Pick out each line of the listing below that contains the string "clicks" and copy it. Treat uppercase and lowercase letters as different.

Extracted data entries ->
········
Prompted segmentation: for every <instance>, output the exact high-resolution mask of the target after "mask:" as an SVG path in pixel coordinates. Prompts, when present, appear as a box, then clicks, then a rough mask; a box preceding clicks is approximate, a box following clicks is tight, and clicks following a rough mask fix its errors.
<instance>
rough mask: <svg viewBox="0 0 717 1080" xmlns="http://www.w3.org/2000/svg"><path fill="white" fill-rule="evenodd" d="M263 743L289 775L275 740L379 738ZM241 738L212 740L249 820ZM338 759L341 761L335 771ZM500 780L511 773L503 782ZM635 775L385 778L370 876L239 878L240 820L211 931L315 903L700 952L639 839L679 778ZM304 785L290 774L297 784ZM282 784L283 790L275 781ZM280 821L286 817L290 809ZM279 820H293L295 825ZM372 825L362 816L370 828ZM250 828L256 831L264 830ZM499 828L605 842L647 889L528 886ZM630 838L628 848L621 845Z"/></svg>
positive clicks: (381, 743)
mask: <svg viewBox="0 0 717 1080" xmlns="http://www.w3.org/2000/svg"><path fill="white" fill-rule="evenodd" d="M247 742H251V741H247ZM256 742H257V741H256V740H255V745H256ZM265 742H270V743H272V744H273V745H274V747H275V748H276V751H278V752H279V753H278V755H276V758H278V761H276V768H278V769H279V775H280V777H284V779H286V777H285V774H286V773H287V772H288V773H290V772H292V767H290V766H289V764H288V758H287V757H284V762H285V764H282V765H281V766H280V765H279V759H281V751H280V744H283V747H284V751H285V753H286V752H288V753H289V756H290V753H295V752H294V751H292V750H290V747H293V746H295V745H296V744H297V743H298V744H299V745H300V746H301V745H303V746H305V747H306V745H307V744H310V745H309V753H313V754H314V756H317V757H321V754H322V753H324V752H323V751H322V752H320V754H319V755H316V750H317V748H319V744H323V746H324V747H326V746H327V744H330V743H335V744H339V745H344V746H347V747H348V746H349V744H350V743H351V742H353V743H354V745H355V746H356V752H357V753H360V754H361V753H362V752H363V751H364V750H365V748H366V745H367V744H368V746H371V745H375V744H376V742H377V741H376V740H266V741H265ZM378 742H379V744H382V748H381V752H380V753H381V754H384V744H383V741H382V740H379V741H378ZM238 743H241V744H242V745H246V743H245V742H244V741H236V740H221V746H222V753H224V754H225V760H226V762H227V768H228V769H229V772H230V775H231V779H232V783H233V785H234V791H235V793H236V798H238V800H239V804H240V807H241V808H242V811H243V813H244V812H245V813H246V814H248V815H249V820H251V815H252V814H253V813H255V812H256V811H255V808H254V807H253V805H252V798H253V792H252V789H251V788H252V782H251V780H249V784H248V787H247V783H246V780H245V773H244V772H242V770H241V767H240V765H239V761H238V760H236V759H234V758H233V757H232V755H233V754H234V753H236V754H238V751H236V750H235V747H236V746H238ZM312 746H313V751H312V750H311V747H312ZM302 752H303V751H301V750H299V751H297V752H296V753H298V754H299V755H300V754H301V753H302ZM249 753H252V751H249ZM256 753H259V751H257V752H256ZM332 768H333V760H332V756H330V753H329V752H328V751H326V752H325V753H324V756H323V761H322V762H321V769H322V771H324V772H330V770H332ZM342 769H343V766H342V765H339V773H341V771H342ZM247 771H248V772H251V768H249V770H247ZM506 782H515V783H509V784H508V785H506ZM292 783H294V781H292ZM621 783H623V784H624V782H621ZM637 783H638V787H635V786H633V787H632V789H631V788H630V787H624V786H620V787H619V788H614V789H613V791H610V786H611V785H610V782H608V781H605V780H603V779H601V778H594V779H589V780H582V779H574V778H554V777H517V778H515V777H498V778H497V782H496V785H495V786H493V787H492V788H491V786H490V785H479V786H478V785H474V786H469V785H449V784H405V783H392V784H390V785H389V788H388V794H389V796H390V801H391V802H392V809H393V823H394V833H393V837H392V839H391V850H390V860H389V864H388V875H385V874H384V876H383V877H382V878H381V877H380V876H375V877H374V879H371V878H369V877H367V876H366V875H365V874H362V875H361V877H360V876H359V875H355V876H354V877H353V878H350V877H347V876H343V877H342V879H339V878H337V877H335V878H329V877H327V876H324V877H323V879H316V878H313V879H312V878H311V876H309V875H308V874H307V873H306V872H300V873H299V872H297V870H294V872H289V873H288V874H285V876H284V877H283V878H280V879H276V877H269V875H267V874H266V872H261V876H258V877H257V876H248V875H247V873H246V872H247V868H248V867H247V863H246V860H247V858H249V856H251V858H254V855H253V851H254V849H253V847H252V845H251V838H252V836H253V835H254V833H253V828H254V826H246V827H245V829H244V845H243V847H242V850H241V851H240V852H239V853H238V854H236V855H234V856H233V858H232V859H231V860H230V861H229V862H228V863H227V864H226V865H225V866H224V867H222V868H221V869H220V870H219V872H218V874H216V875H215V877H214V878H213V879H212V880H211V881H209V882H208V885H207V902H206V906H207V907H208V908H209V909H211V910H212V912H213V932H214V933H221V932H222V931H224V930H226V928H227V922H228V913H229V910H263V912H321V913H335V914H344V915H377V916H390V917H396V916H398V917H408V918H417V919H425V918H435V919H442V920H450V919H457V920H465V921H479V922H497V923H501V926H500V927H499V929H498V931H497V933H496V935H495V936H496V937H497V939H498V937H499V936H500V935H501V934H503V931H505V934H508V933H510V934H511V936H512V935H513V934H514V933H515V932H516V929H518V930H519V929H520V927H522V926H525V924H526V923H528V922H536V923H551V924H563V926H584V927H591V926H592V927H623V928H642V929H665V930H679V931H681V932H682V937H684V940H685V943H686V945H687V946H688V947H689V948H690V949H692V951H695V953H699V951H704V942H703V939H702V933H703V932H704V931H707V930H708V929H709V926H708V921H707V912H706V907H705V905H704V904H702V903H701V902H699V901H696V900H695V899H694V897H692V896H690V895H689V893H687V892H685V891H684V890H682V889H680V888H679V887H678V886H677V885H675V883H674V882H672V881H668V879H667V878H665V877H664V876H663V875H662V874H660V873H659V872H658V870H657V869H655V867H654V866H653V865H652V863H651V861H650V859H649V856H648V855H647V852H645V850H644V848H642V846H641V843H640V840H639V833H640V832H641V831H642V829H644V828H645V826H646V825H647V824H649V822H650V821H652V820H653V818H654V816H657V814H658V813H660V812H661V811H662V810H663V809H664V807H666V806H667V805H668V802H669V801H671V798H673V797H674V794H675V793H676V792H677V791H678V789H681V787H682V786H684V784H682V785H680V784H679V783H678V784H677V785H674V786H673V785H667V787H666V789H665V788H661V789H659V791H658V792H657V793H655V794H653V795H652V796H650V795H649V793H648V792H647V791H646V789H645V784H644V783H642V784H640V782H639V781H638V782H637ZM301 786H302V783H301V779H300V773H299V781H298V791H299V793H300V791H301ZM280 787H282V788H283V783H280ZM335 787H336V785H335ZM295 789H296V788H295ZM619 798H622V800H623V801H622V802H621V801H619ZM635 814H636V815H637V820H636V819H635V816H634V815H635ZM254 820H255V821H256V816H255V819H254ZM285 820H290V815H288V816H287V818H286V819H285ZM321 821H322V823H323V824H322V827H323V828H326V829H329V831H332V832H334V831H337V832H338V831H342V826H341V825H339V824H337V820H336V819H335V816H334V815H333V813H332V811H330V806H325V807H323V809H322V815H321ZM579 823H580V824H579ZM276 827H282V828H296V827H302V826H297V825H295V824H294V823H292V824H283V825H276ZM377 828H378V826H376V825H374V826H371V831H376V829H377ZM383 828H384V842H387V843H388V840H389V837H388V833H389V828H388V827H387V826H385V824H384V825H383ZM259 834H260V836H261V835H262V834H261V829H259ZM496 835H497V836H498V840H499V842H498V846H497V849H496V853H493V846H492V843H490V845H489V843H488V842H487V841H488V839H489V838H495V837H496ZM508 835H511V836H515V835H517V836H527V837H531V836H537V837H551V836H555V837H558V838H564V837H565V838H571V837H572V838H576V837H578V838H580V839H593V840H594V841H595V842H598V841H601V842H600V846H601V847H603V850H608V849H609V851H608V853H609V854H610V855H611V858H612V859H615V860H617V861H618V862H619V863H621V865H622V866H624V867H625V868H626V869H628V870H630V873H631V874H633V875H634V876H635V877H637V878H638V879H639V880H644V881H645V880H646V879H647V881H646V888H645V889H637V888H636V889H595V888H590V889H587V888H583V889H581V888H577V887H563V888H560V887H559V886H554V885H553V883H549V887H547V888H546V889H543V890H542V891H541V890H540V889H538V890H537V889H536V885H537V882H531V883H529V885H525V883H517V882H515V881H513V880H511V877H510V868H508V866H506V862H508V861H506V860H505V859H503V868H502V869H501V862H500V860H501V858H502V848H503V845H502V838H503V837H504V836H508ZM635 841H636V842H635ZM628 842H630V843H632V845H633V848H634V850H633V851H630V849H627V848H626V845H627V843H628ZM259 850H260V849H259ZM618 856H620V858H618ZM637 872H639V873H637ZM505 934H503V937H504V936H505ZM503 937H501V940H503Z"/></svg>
········
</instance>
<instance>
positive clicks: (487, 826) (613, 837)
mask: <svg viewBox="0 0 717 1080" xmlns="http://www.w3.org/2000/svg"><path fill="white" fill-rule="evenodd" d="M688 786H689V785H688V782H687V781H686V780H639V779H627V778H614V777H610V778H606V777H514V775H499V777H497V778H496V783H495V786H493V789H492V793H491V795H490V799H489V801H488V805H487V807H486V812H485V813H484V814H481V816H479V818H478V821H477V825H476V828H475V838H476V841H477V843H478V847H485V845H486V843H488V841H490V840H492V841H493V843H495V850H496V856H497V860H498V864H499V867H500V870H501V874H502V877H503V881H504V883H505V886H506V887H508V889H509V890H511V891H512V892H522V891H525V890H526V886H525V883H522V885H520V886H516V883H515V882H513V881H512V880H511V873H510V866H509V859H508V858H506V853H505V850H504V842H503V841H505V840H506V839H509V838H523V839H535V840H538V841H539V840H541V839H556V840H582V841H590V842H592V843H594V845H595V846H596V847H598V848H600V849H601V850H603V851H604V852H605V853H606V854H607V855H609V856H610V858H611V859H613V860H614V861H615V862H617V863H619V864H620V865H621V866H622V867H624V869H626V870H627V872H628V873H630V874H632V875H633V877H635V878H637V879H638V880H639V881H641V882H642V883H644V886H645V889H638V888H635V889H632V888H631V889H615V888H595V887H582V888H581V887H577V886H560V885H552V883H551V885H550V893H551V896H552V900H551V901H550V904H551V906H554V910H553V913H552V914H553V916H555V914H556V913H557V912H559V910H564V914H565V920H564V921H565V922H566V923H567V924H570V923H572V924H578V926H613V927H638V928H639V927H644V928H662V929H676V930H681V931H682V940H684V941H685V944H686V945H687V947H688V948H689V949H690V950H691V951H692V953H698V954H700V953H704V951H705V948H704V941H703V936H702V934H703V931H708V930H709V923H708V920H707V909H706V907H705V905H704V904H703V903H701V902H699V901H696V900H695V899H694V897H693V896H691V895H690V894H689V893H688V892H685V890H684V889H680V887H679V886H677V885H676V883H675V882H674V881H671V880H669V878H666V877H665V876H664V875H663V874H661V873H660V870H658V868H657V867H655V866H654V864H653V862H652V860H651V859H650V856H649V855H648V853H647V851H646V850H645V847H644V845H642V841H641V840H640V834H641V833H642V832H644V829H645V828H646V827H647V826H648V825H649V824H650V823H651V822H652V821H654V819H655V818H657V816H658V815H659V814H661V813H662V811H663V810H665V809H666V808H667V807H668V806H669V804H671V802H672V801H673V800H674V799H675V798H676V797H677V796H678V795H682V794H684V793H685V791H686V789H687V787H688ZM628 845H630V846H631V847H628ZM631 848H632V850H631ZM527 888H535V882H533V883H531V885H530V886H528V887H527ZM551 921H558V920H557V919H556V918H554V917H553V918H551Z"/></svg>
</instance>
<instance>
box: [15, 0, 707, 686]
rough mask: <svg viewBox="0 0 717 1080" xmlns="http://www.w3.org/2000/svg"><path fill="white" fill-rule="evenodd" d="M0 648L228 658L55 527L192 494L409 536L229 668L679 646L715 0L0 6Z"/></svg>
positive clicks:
········
COMPLETED TASK ->
Prompted segmentation: for every <instance>, output the exact high-resolution mask of the target after "mask:" as an SVG path in pixel coordinates. Prompts, when present, appear as a box, then clicks, then a rough mask; a box preceding clicks is approximate, a box following clicks is tight, and clicks following a rough mask fix its errors.
positive clicks: (381, 743)
positive clicks: (487, 826) (613, 837)
positive clicks:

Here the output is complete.